*Task directions*
Go through the material below and return each line with the string "diagram" in it.

*The input*
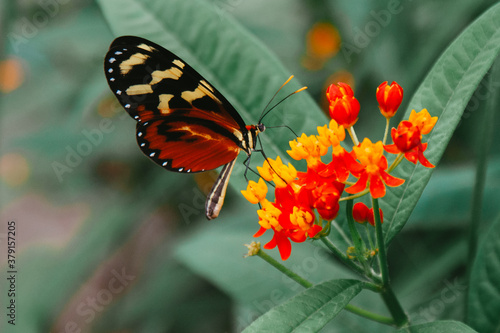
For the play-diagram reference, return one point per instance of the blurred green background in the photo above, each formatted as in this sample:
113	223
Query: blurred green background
109	242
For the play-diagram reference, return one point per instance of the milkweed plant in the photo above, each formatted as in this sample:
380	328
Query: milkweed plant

*Solved problem*
For the play-diagram reference, return one point per instance of the blurred green background in the photo above, each formatted as in this sample:
For the play-diagram reference, return one point per instance of the milkweed plant in the photo above, each formatted as in this sample:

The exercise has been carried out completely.